Text section
About the author – Patrick O’Connor

Patrick O’Connor, United Nations, New York, 2019

Patrick O’Connor, United Nations, New York, 2019

My name is Patrick O’Connor. Like a million other Australians, I live with severe mental illness. And like most of those people – my people – I also live with other debilitating chronic illnesses.

In 2016, I reached the end of the line when it came to medical treatments in Australia. Based on my condition, statistically, I only had three years to live. My physical conditions were destroying my body, my mental illness was torturing me with extreme psychological distress, and the prescribed medication – well, that was killing me too.

I honestly couldn’t see myself lasting another 12 months, and I shouldn’t have.

Becoming treatment-resistant

Many of the dangerous PBS medications described in this report have been prescribed to me. These medications shorten lives, threaten lives, and can be used to end lives. I know, I have experienced all three.

My life expectancy was comparable to living with a terminal illness, yet I was told that there were no treatments left to try. Doctors described my conditions as ‘treatment resistant’ – but I felt that the doctors in Australia were the ones being resistant to trying new treatments. Faced with the reality that my doctors could offer nothing to save my life, I made the decision to save myself.

I researched new advancements in medicine and continually came to the same outcome: I needed to go to the USA. While I had experienced a negative view of the US healthcare system by many Australian doctors, to me, it offered the best chance at life.

For four years, I travelled to the US every few months for treatments that were not available in Australia.

Dataset excerpts
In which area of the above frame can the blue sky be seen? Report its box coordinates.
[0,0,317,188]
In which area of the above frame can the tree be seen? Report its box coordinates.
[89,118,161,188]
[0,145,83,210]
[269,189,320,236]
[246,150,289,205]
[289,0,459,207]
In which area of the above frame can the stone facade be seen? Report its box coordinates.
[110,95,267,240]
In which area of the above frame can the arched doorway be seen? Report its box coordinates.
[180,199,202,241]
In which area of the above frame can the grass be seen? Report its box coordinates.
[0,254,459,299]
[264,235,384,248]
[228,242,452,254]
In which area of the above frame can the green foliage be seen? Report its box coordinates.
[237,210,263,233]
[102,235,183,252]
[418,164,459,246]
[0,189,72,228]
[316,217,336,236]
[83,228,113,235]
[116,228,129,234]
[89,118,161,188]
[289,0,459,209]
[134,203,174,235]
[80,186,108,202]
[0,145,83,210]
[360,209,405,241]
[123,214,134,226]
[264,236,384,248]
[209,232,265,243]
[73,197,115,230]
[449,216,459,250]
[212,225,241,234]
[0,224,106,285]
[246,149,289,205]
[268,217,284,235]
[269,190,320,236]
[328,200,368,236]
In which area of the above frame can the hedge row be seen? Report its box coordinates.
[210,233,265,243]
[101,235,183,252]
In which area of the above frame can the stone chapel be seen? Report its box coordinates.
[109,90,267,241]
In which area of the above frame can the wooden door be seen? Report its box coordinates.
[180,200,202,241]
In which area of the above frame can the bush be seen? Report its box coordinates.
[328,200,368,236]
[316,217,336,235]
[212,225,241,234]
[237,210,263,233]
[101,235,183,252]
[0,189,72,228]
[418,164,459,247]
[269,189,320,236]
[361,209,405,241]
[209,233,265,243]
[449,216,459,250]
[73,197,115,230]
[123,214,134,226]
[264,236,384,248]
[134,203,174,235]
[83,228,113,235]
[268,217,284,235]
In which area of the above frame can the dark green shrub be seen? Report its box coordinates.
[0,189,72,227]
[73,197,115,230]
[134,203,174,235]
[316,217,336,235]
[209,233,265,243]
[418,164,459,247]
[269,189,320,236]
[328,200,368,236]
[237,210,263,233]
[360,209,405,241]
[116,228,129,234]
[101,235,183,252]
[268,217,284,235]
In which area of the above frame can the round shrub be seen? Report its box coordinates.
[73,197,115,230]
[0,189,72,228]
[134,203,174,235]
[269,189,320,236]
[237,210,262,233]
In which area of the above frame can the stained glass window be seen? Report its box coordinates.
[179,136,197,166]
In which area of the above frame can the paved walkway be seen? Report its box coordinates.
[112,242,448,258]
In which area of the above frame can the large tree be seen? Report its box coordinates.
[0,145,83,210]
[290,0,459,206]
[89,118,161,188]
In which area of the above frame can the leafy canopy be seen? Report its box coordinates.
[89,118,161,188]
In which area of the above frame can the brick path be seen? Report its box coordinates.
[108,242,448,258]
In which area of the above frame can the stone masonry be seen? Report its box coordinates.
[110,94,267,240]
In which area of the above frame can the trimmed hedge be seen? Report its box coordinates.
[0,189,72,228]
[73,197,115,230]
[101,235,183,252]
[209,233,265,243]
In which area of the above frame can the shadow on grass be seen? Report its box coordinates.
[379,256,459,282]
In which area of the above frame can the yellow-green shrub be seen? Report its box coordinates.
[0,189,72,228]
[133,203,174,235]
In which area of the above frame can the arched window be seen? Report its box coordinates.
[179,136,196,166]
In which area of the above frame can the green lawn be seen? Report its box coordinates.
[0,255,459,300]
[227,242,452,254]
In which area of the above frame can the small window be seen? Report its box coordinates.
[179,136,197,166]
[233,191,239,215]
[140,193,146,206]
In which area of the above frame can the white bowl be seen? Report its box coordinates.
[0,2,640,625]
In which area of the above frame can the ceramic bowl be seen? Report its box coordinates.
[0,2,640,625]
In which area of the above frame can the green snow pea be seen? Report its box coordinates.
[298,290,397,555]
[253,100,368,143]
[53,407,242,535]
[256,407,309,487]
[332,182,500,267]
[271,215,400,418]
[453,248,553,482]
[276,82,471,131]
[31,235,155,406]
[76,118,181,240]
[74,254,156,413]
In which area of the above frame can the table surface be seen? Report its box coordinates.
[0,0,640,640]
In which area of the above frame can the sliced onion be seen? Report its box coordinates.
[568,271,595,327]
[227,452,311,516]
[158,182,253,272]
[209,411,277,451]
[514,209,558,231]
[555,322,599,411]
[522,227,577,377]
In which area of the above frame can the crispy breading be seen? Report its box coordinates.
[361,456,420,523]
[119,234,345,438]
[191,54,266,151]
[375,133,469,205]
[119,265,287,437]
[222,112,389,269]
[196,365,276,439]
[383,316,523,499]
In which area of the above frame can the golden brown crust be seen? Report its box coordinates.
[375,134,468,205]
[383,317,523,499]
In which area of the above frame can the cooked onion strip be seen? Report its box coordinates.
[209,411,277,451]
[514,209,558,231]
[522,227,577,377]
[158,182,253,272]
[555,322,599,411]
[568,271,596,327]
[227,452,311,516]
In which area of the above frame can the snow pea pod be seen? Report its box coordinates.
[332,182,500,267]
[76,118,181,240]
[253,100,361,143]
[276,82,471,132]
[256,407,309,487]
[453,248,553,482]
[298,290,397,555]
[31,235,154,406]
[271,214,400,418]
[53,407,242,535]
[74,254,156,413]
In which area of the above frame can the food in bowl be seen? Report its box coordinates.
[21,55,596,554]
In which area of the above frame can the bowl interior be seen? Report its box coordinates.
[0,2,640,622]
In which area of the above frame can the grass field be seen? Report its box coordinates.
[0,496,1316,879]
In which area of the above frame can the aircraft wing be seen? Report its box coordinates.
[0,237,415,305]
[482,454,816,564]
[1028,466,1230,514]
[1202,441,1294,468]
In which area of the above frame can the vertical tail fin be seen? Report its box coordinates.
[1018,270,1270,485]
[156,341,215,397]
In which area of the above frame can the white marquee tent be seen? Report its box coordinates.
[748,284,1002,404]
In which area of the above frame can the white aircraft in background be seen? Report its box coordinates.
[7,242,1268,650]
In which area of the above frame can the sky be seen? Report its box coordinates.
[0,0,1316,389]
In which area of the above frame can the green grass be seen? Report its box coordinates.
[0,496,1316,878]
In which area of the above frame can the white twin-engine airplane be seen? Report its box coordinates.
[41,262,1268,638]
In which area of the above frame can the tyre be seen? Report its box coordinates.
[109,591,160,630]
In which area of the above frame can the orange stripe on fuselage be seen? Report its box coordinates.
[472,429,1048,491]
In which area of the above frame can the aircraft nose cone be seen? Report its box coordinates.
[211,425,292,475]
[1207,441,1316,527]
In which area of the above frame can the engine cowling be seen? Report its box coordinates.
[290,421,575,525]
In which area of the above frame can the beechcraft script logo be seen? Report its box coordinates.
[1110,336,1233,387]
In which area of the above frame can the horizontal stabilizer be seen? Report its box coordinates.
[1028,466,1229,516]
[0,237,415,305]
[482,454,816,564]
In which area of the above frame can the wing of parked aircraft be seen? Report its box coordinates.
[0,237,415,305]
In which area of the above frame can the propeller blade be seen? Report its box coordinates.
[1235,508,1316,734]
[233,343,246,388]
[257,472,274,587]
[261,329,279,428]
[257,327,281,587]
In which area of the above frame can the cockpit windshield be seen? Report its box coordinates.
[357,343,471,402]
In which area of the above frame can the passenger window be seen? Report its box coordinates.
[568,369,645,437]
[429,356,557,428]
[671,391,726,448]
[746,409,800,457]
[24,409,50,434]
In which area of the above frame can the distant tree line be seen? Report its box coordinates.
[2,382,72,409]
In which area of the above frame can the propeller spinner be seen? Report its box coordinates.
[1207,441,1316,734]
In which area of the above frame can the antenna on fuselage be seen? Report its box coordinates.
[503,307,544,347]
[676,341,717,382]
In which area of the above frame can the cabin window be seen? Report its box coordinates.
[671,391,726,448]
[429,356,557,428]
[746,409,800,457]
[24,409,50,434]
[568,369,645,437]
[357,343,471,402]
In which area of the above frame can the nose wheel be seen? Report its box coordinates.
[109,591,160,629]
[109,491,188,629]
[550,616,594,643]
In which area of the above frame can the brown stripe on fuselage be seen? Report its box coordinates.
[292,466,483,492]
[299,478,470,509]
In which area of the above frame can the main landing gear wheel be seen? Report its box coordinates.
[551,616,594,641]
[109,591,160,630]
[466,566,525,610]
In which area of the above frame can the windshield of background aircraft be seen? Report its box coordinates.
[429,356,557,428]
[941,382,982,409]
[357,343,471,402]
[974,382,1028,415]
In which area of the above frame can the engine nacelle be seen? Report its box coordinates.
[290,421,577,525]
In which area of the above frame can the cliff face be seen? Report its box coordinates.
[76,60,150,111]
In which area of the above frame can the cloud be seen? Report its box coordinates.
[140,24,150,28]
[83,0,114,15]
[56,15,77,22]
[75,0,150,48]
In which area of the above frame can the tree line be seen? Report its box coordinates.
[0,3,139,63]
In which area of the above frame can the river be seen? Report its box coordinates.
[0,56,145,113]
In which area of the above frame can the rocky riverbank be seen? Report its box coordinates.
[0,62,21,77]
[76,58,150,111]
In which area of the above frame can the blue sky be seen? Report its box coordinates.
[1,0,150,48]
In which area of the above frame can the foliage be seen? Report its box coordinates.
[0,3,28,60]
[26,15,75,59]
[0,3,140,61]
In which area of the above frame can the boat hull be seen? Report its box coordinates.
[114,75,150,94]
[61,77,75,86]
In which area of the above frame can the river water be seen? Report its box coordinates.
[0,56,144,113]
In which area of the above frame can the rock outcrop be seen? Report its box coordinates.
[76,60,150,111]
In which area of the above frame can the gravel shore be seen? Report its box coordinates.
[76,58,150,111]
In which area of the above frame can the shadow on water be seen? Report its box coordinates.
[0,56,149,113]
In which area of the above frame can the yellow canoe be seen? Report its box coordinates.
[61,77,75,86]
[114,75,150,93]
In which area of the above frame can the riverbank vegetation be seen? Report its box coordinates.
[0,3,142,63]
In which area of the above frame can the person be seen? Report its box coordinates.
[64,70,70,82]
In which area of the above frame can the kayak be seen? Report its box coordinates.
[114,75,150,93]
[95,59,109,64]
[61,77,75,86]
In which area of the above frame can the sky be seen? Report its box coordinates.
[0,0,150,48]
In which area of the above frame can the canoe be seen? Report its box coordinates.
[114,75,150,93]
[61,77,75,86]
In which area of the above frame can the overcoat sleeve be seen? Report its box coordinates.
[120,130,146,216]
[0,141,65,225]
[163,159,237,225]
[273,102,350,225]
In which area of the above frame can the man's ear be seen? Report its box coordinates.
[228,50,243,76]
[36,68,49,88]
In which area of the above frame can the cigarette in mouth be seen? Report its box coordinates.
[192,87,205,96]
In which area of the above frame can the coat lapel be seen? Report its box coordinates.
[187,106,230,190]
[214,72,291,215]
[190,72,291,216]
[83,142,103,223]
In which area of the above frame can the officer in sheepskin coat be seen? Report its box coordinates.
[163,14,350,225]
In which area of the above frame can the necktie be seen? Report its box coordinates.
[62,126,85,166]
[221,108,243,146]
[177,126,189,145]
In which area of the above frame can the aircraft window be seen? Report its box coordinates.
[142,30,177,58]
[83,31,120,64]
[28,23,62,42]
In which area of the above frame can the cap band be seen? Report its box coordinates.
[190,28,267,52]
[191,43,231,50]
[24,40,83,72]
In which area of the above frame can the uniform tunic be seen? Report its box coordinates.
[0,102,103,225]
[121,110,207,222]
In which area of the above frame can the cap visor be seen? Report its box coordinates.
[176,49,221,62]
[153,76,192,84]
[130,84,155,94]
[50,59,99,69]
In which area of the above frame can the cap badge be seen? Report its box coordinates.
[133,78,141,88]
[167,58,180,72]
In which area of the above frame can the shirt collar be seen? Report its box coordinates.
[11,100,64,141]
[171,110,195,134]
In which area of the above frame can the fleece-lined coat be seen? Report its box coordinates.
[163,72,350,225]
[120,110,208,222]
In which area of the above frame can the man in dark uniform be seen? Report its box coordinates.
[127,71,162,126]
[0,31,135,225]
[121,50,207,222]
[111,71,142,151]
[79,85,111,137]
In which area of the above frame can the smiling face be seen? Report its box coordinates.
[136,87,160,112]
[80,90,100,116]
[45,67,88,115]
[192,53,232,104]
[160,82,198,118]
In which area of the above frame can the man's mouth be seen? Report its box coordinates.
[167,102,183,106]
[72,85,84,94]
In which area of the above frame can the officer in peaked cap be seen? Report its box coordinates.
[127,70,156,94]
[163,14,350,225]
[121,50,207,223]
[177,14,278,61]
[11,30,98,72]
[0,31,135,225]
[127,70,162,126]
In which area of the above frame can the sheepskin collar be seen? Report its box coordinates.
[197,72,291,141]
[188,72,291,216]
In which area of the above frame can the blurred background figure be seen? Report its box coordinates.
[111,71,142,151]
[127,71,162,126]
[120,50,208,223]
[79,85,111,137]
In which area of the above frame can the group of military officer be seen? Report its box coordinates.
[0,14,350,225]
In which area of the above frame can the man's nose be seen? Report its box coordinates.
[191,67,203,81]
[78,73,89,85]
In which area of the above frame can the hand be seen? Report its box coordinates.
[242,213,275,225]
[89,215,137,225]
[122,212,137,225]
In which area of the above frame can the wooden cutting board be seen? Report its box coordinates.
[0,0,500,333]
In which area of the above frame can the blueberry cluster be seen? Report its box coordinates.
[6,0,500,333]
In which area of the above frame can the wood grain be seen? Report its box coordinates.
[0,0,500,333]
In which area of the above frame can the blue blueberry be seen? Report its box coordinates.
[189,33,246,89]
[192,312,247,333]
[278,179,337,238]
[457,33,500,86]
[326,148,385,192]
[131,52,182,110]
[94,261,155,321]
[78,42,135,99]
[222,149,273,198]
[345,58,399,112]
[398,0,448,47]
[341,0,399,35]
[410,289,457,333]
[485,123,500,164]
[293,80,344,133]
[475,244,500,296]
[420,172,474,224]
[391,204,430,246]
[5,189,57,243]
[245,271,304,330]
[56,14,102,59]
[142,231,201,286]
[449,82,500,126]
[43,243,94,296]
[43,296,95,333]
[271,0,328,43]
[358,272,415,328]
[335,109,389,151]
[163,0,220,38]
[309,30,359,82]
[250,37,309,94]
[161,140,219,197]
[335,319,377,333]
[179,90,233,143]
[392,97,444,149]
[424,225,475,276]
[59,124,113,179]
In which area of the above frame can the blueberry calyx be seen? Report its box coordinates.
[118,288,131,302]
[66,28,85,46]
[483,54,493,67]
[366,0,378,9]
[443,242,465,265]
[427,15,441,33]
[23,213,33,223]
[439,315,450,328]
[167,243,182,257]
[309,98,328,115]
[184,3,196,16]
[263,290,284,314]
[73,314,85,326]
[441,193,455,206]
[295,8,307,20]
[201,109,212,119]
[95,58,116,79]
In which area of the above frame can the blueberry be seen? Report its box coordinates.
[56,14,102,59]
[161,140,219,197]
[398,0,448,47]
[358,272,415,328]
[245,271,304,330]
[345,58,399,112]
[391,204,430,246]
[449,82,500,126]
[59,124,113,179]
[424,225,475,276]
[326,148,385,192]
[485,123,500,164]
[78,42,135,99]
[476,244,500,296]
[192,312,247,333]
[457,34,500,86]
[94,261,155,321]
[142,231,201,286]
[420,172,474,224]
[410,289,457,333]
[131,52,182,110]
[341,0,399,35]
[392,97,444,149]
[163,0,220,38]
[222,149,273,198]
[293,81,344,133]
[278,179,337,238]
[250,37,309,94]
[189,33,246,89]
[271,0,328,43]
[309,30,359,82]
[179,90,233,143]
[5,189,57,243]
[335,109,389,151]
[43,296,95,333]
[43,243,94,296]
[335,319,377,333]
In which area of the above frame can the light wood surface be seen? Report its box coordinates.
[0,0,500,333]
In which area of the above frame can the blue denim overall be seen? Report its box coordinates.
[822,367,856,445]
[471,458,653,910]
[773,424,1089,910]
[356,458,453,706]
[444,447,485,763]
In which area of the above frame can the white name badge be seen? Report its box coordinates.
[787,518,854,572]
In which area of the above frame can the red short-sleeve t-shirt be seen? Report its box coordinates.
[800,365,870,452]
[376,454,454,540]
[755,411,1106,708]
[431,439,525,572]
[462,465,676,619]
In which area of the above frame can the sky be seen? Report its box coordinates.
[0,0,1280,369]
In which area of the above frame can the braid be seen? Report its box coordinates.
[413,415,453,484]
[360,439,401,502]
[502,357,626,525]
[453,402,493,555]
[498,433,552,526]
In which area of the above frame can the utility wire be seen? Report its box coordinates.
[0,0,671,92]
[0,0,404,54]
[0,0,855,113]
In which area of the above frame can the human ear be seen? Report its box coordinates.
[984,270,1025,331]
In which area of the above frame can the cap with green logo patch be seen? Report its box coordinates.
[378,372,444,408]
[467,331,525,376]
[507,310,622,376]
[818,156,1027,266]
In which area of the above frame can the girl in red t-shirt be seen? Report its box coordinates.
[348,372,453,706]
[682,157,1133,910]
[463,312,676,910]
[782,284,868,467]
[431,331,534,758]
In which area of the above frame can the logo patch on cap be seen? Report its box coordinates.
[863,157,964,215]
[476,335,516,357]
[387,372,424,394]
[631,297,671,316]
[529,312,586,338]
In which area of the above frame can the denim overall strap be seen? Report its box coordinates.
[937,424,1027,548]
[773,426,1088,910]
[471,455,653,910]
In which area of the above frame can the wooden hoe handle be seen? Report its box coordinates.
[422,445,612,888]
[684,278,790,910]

Tasks and exercises
**1)** Using the author profile, decide whether each statement agrees with it: (a) O’Connor traveled to the US every few months for four years; (b) in 2016, statistics gave him five years to live; (c) doctors called his conditions treatment resistant. Answer yes or no for each and quote the deciding words.
**2)** According to the author profile, how many other Australians live with severe mental illness?
Nothing in the entries is needed for this work.

Task answers
**1)**
(a) Yes: "For four years, I travelled to the US every few months for treatments that were not available in Australia."
(b) No: "Based on my condition, statistically, I only had three years to live."
(c) Yes: "Doctors described my conditions as ‘treatment resistant’"

**2)** A million.